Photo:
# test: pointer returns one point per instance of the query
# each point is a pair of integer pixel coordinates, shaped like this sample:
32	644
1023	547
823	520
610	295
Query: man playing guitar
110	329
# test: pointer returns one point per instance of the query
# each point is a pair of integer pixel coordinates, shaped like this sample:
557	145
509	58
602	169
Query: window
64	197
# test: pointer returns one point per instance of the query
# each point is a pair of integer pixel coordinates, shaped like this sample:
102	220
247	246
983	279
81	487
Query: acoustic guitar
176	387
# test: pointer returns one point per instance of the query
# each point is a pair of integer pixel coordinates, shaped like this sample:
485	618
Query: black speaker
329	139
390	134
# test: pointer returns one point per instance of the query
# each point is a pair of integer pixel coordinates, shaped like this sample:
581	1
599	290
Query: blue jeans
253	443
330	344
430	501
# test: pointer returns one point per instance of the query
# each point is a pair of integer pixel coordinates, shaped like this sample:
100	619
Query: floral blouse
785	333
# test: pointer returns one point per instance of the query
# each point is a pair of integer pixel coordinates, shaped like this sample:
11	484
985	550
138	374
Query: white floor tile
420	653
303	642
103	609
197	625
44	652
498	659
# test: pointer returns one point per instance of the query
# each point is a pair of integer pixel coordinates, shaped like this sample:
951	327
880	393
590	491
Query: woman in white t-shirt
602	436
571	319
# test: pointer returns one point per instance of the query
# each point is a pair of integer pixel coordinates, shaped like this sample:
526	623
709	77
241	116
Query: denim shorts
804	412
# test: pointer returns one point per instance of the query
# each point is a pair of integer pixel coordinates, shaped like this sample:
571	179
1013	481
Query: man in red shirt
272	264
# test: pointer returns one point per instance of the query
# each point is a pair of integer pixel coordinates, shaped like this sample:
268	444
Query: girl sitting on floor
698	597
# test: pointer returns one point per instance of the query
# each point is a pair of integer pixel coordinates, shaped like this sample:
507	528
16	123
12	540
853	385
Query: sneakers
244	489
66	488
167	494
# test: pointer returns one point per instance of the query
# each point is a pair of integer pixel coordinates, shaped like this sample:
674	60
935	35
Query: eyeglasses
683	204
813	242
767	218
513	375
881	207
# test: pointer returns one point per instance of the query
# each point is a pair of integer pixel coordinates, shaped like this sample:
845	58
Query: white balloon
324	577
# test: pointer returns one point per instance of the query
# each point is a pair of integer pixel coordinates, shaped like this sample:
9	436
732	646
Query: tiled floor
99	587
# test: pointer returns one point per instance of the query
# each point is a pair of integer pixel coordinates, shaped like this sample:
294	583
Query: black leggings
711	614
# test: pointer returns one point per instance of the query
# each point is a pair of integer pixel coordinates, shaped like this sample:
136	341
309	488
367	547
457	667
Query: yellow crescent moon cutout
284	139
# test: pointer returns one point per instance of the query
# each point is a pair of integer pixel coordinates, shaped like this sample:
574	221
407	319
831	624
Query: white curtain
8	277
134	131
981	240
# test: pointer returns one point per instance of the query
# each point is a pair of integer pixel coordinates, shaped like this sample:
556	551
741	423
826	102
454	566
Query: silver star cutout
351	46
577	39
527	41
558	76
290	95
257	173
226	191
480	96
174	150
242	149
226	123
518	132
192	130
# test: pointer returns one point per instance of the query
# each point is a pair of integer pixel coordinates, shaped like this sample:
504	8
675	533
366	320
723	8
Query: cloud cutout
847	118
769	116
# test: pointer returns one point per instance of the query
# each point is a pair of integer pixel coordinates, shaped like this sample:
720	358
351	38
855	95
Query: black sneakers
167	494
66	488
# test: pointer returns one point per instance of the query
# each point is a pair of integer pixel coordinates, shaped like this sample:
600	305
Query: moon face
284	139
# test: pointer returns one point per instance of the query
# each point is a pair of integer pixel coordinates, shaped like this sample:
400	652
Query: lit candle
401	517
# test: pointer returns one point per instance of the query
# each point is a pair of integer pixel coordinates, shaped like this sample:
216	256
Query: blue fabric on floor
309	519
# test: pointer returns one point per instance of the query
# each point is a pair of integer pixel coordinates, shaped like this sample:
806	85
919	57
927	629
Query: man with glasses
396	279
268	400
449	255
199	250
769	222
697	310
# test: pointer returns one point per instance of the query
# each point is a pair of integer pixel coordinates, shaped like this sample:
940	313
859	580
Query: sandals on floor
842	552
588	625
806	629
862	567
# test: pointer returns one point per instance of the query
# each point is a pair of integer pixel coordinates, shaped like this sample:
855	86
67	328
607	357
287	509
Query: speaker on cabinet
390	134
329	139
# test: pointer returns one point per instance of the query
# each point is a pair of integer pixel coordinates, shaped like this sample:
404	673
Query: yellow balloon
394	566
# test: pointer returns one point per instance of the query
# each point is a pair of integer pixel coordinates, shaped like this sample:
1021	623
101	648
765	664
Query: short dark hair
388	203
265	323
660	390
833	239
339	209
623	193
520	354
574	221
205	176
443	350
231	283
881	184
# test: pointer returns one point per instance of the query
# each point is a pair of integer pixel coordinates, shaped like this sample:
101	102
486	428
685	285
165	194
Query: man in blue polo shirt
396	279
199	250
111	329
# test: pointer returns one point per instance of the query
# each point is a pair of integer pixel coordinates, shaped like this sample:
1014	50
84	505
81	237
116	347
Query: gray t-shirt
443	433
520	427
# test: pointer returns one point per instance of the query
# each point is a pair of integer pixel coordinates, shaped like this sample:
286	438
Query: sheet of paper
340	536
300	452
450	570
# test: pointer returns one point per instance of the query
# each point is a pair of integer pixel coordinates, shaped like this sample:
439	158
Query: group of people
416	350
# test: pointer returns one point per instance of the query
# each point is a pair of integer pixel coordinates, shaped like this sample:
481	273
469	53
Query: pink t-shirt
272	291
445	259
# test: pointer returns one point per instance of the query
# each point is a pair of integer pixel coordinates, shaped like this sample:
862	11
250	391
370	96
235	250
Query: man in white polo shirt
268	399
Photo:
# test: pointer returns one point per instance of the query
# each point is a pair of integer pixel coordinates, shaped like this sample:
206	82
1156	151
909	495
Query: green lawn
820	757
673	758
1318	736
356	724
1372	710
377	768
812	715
== == ==
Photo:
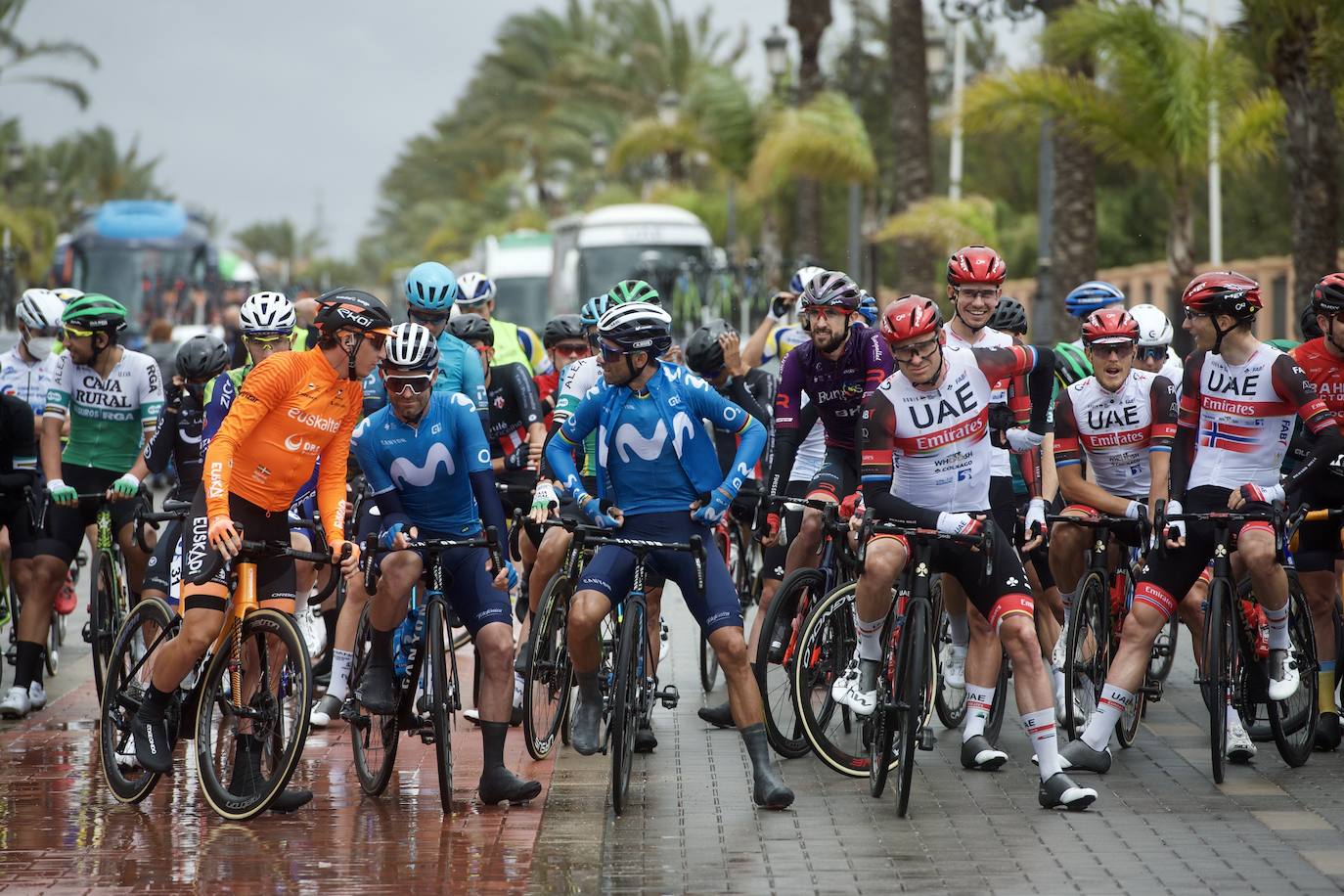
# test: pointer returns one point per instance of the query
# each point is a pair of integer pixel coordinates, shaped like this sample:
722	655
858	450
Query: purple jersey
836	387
== == ==
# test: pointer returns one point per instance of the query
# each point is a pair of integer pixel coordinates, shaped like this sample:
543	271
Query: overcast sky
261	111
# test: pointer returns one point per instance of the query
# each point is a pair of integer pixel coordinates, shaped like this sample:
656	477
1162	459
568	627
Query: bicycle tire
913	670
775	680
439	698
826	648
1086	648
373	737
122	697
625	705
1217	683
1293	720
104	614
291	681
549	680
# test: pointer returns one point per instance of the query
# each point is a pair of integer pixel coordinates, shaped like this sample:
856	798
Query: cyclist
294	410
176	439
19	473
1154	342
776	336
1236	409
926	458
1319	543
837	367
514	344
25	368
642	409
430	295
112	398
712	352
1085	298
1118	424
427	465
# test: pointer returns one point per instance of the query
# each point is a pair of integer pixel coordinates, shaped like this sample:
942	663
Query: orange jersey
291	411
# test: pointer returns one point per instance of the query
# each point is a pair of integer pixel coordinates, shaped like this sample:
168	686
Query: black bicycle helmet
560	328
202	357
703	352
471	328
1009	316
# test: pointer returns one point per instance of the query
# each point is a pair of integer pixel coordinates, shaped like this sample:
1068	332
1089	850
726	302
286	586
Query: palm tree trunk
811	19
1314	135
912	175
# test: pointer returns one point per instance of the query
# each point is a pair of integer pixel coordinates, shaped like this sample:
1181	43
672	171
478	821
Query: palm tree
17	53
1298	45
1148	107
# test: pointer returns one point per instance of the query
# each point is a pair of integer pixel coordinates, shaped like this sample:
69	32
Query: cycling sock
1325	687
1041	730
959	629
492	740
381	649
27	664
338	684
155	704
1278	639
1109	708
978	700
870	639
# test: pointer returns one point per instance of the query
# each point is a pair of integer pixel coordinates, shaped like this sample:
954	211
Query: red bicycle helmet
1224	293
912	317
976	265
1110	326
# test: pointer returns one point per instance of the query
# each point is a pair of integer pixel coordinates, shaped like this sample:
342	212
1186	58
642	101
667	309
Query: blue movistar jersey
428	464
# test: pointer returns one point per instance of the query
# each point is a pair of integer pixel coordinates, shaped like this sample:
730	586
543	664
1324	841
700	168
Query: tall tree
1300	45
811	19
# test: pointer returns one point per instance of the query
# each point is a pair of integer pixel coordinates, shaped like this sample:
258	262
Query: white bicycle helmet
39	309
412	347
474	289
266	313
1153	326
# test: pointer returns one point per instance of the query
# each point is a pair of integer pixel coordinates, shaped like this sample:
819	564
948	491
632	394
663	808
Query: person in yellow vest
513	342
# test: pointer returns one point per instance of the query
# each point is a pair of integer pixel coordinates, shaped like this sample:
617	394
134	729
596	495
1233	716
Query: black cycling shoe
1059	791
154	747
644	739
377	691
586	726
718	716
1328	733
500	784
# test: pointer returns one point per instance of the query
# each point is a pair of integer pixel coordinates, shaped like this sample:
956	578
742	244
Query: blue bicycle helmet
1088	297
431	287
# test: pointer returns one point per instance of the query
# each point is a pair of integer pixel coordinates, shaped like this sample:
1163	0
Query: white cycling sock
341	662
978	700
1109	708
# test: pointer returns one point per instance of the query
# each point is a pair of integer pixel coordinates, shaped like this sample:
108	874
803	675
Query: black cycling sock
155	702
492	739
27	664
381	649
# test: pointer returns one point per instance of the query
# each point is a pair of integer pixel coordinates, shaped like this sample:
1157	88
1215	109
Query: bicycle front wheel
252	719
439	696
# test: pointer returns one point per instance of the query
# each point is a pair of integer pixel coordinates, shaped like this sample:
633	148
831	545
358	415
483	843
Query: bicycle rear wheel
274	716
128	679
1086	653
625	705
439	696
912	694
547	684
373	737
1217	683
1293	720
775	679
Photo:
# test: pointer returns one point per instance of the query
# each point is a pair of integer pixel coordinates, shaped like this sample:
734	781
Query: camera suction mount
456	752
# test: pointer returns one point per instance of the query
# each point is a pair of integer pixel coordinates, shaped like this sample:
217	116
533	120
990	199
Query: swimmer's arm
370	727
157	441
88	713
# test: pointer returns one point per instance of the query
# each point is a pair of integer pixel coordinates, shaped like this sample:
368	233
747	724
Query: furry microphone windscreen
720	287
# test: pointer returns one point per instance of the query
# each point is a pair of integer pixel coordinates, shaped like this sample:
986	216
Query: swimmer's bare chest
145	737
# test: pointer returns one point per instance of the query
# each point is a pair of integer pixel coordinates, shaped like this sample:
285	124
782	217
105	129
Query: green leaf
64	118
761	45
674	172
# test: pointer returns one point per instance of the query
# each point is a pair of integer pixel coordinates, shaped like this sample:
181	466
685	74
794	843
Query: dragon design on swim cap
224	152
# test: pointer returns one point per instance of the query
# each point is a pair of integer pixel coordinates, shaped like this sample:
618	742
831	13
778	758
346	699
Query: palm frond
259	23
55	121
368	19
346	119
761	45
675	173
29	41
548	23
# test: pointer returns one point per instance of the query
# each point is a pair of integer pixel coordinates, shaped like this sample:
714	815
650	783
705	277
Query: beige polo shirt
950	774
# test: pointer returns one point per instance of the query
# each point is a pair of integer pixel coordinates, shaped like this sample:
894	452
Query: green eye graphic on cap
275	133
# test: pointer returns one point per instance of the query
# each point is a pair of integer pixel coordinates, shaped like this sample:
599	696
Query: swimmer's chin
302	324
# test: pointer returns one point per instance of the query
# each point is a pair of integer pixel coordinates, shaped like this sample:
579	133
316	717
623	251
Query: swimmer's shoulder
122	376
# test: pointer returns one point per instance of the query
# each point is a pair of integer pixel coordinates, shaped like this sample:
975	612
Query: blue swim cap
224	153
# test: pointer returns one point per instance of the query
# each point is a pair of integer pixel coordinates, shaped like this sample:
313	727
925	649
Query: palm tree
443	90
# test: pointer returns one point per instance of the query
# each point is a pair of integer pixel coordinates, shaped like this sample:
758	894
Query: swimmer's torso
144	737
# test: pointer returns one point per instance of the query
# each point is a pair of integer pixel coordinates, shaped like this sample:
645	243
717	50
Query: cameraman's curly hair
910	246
== == ==
Task requirements => Please identify each line in the records that contains the string "guitar", and copy those lines. Case matters.

Output of the exercise =>
Query: man playing guitar
Query: acoustic guitar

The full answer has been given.